*Consignes*.
1. Répondez aux questions suivantes d'après l'article sur Hipparque :
(a) À quel siècle Hipparque a-t-il établi son catalogue d'étoiles ?
(b) Dans quelle revue les trois chercheurs exposent-ils leurs conclusions ?
(c) À quelle université James Evans est-il rattaché ?
2. Prolongez l'article sur Hipparque au-delà de sa dernière phrase.

*Extrait du texte*.
=-=-=

Les spécialistes de l’Antiquité avaient fini par en douter. Mais Hipparque fut bien, au IIe siècle avant J.-C., l’auteur d’un catalogue recensant les positions des étoiles visibles depuis l’hémisphère Nord. Une équipe franco-britannique vient d’en apporter une preuve tangible en décryptant un texte d’astronomie en langue grecque, dissimulé sous les écrits d’un parchemin médiéval.
Victor Gysembergh, Emanuel Zingg et Peter J. Williams, respectivement chercheurs au CNRS, à Sorbonne Université et à la Tyndale House de Cambridge, affirment dans le Journal for the History of Astronomy que cette description de la constellation de la Couronne boréale s’appuie sur des observations datant de l’époque du savant. Un indice qui, mis en relation avec d’autres, attesterait, selon eux, de la réalité de cette première tentative d’inventaire rigoureux des astres…
L’affaire est d’importance. Hipparque de Bithynie (en Turquie aujourd’hui) ne compte-t-il pas parmi les plus grands astronomes de l’Antiquité méditerranéenne ? « Alors que ses prédécesseurs se contentaient de dépeindre les constellations ou de compter les astres inclus dans ces dernières, il fut le premier parmi les Grecs à donner des positions angulaires précises d’un grand nombre d’étoiles sur la sphère du ciel, en recourant à un système de coordonnées orthogonales, explique l’historien des sciences James Evans, de l’université de Puget Sound (Californie). Cela a contribué à transformer la science purement descriptive et empirique qu’était l’astronomie en une discipline prédictive fondée sur le calcul. »

=-=-=

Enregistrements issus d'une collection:
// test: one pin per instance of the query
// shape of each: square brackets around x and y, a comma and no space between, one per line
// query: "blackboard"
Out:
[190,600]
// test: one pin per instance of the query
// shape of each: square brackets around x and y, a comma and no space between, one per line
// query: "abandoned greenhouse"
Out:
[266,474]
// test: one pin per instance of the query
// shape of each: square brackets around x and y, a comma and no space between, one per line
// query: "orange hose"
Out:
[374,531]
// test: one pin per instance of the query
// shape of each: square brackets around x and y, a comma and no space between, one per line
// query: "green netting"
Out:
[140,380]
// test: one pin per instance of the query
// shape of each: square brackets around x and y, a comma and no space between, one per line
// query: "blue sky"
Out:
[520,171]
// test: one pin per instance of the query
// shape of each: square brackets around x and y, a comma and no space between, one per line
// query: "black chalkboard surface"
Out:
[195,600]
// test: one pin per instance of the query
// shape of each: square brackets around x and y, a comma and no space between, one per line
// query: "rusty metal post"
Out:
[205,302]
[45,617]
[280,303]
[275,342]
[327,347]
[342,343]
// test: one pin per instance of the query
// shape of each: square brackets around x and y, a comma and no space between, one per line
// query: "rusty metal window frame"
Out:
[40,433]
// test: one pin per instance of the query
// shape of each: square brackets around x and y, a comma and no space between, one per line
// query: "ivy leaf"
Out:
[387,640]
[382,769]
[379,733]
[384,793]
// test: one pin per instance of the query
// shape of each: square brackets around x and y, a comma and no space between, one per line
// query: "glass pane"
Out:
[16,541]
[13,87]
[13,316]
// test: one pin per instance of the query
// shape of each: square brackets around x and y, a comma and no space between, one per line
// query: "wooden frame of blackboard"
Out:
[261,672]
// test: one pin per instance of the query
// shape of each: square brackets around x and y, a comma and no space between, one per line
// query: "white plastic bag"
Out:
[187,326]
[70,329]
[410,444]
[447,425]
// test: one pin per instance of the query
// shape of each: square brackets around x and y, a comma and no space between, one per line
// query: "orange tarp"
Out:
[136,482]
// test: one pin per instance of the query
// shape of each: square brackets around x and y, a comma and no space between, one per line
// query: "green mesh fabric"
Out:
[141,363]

=-=-=

*Réponses*.
1.
(a) Au IIe siècle avant J.-C.
(b) Dans le Journal for the History of Astronomy.
(c) À l'université de Puget Sound.

2.
Inspirateur de Ptolémée
D’autres avancées lui sont attribuées. Notamment la découverte de la précession des équinoxes. Cette modification, d’une année sur l’autre, de la place occupée dans le Zodiaque par le Soleil, au moment de l’équinoxe de printemps, est provoquée par des variations de la direction de l’axe de rotation de la Terre. Elle s’accompagne d’un mouvement apparent de la voûte céleste dont les étoiles se décalent peu à peu, à raison d’1 degré en longitude par 71,58 années et selon un cycle de… 25 769,42 ans. L’astronome aurait identifié et approximativement mesuré le phénomène.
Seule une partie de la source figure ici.